-- SELECTED EXCERPT follows --

This came out Wednesday in testimony to US Magistrate Judge Kennard Foster, who called Spaulding a “worm” that moved from the pension fund to an architectural firm to the Eli Lilly and Co. credit union, allegedly stealing money and identities along the way.
“These are economic crimes of violence,” said Foster, who ordered Spaulding held in the Marion County Jail until he stands trial. For the victims, Foster said, “It’s an emotional personal hardship.” Foster declined to release Spaulding, after discovering he was carrying the weapon when he was arrested. “That means you’re prepared,” Foster said.
Federal and state authorities – who have spent more than a year investigating the pension fund –
are now working to notify those people on Spaulding’s list and attempting to capture two others charged in the conspiracy. However it was only S paulding that worked for the fund.
Fund Arrest
Spaulding was arrested following an investigation by PERF officials into corruption at the state’s fund. Spaulding’s arrest represented the latest in a series of moves the state pension fund – which was labeled by Wilshire as one of the nation’s five weakest recently – is taking to better protect the pension money of more than 500,000 public employees, retirees and their families.
According to the report, Spaulding worked as a temporary employee at the fund from January 2002 to July 2002, where the accusation of altering members’ accounts and causing $226,773 worth of checks to be cut from the fund in the names of his friends arose.
However, the fraud may not have stopped there. Citing federal court documents, the report says that Spaulding went to work as a runner for Fanning/Howey Associates, an architectural and engineering company in Indianapolis. He resigned in March 2003 after a company investigation accused him of fraudulent use of a company credit card and the theft of a binder containing copies of employees’ driver’s licenses.
Then in May 2003, hewent to work at the Eli Lilly Federal Credit Union, where he had access to a database containing personal information about 147 bank employees. Spaulding was fired July 9 after a company investigation accused him of using three prepaid Visa cards without approval. He also has forgery, theft and identity deception charges pending in Marion County for using the identity of an employee at the engineering firm and making and cashing his own payroll check from the credit union.
Treacherous Trio
With the arrest, Spaulding became the third ex-fund worker within one year to face federal charges. Currently, former temporary employee, Shaunna Stone – who worked at the agency for eight months – is currently awaiting federal trial on charges that she stole the identities of two public employees and bilked three others out of nearly $11,000 (SeeAnother Indiana Pension Worker Accused of ID Theft).
Adding to the fray is that Stone had previously worked in the same benefits department headed by convicted identity thief Walter Kevin Scott, who resigned from his job last August after his criminal past was revealed to state officials (See Probe Continues into Former Pension Benefits Officer ). Scott is also facing charges of embezzling money from his former employer, Cook Inc., a manufacturer of medical devices.
In addition, the fund’s new managers, led by Executive Director Craig Hartzer and deputy Bruce Kimery, have discovered former pension managers overlooked small but important details. Among them:
- Four years after Mark Webb quit as executive director of the fund, his electronic signature appeared on the 55,000 checks that went out each month.
- Fund officials had remote access to members’ accounts, which could be accessed away from the controlled state offices.
- Mail to pensioners was never locked up; instead it used to sit in the public lobby where anyone could steal it.

-- SELECTED EXCERPT concluded --
-- DATA SHOWN follows --

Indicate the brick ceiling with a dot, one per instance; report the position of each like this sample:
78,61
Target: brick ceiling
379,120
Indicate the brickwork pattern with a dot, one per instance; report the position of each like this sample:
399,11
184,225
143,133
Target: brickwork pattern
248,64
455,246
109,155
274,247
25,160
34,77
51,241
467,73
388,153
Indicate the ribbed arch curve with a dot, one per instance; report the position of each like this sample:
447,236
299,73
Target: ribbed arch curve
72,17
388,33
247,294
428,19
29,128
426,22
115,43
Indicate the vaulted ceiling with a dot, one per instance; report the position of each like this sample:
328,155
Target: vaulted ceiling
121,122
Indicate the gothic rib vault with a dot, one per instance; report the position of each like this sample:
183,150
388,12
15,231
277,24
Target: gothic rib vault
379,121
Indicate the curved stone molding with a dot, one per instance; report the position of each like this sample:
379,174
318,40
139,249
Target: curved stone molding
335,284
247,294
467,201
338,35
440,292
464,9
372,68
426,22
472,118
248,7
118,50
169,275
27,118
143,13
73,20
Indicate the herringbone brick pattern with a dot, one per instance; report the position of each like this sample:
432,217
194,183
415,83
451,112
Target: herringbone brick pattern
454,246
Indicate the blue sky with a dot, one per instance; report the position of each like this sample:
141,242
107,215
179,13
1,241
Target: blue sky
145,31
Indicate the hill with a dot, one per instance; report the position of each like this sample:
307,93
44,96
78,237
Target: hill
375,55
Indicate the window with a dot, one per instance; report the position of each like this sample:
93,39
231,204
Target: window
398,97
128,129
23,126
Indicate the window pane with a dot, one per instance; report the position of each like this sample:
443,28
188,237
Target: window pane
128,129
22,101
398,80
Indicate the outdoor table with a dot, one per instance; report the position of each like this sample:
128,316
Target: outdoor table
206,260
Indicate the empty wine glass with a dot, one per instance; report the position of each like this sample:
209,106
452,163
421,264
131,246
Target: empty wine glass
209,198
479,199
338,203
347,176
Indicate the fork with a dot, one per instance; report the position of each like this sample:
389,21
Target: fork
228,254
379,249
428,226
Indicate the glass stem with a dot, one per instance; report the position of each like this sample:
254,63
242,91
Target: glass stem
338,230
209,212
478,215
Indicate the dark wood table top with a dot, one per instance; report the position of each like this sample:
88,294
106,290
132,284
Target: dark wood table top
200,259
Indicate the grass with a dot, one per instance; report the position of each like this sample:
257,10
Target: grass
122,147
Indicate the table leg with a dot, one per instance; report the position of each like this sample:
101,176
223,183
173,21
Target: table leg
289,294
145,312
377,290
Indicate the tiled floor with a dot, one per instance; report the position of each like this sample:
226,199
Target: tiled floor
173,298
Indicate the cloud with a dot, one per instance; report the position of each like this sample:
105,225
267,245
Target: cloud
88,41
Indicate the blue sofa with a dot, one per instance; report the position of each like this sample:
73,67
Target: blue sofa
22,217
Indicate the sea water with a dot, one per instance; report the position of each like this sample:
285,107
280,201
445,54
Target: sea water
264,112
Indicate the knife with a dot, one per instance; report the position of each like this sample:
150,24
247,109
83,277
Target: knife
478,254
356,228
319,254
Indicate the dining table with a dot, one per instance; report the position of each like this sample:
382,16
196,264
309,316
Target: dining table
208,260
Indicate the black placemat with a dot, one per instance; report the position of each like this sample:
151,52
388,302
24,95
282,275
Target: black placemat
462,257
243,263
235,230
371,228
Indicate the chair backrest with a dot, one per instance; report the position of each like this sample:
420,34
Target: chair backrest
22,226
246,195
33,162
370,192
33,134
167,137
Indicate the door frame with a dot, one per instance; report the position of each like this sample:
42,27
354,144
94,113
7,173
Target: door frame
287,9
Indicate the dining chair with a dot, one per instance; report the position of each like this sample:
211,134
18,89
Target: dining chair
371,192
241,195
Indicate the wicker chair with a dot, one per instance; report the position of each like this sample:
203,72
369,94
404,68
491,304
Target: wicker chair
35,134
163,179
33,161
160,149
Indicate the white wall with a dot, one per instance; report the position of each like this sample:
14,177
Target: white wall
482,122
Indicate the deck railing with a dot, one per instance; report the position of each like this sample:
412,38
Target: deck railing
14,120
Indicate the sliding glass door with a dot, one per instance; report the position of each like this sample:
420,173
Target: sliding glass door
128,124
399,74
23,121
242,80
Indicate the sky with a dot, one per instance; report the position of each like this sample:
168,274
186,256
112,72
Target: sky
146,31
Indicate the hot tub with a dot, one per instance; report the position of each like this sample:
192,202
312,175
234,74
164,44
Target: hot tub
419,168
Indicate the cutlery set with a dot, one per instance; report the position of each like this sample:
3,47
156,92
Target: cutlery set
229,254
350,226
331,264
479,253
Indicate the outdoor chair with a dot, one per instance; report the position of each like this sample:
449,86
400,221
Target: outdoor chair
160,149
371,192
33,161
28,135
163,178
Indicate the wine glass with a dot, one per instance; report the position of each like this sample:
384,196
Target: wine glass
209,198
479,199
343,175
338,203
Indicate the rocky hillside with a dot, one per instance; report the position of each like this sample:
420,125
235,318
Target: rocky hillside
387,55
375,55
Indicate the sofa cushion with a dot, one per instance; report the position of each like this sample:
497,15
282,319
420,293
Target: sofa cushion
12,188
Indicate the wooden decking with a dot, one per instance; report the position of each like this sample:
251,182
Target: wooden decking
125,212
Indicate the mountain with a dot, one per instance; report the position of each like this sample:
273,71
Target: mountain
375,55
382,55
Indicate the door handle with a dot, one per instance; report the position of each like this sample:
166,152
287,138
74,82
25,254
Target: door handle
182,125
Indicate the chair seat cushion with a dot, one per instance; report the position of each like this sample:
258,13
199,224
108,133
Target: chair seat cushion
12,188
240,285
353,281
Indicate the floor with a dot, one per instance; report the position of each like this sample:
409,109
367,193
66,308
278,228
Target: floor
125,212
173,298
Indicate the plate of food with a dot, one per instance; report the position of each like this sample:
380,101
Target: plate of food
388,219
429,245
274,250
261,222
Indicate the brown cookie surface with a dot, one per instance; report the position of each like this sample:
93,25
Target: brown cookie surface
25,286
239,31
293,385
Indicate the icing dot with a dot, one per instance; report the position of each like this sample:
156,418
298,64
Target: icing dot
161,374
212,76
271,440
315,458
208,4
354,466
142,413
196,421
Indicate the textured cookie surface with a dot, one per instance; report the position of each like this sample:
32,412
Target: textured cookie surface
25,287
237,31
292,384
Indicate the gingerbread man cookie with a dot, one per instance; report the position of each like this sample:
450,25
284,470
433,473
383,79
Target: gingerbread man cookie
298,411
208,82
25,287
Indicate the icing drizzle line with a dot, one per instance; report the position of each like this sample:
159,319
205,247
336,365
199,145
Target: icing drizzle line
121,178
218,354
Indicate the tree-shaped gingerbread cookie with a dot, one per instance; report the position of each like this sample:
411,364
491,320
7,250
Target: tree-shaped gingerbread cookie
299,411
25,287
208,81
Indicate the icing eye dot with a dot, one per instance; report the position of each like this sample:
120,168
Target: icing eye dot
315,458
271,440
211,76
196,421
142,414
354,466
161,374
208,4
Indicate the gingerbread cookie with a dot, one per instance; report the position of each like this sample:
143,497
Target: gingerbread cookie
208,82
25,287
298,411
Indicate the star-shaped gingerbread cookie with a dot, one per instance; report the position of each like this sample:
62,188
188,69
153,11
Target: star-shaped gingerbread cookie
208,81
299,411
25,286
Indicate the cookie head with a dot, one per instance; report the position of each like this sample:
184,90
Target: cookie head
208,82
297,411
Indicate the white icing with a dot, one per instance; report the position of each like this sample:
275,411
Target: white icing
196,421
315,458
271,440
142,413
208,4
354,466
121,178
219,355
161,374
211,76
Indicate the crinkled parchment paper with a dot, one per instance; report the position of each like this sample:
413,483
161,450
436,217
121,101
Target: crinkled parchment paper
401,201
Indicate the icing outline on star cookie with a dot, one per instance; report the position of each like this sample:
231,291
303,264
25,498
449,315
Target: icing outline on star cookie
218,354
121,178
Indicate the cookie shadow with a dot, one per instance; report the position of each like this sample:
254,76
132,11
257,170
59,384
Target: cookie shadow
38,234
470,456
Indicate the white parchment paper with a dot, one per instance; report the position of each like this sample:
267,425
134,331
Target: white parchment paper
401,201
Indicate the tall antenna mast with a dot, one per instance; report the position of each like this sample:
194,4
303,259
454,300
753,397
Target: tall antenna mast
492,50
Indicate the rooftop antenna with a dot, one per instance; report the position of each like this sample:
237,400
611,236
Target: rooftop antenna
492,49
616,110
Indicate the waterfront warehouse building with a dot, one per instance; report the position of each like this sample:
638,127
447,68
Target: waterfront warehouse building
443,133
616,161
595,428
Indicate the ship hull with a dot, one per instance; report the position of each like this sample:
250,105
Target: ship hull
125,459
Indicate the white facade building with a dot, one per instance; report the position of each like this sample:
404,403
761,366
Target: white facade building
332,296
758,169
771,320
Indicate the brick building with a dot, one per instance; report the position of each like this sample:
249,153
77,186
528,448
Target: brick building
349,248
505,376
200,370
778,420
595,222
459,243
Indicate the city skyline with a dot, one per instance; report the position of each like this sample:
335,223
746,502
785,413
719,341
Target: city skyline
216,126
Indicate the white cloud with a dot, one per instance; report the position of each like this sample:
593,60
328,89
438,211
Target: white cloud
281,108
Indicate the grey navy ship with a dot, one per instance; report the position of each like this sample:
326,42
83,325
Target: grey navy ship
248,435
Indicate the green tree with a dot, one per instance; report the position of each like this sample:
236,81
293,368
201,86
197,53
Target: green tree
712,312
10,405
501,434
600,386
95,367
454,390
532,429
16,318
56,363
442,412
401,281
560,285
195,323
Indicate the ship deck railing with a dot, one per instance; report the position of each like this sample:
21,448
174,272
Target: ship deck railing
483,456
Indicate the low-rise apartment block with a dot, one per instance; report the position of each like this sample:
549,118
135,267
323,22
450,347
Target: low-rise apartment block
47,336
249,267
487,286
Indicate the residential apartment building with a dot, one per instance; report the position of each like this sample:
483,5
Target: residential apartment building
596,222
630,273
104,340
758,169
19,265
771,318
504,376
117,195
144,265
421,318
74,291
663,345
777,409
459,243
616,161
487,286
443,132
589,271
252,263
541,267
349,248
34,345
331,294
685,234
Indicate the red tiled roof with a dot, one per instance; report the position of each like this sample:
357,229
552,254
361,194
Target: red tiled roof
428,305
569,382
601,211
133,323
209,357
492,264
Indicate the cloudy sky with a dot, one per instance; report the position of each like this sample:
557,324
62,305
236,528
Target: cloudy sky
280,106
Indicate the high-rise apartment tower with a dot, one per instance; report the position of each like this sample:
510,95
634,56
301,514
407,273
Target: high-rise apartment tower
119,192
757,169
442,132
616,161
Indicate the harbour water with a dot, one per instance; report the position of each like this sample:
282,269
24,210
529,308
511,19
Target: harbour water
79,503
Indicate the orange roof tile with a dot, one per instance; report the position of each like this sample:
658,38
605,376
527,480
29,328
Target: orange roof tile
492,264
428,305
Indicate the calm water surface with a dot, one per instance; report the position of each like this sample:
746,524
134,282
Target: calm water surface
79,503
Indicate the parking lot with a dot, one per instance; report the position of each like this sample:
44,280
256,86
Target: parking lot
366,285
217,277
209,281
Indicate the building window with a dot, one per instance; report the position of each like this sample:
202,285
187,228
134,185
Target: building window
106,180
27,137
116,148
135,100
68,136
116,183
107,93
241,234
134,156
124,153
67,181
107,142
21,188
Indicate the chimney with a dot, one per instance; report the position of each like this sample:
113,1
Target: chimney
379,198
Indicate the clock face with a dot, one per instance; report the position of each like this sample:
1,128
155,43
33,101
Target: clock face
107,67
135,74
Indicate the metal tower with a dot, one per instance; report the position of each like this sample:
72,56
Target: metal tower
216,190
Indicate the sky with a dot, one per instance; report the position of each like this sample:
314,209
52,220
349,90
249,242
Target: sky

-- DATA SHOWN concluded --

● **ASSIGNMENT 1**:
Reproduce word for word the stretch of the pension fraud article from "Adding to the" through "of medical devices.".
● **ASSIGNMENT 2**:
List every small but important detail that the pension fraud article says the fund's new managers found former pension managers had overlooked.
Rely only on the pension fraud article, not on the data, when responding.

● **TASK ANSWER 1**:
Adding to the fray is that Stone had previously worked in the same benefits department headed by convicted identity thief Walter Kevin Scott, who resigned from his job last August after his criminal past was revealed to state officials (See Probe Continues into Former Pension Benefits Officer ). Scott is also facing charges of embezzling money from his former employer, Cook Inc., a manufacturer of medical devices.

● **TASK ANSWER 2**:
- Four years after Mark Webb quit as executive director of the fund, his electronic signature appeared on the 55,000 checks that went out each month.
- Fund officials had remote access to members' accounts, which could be accessed away from the controlled state offices.
- Mail to pensioners was never locked up and used to sit in the public lobby, where anyone could steal it.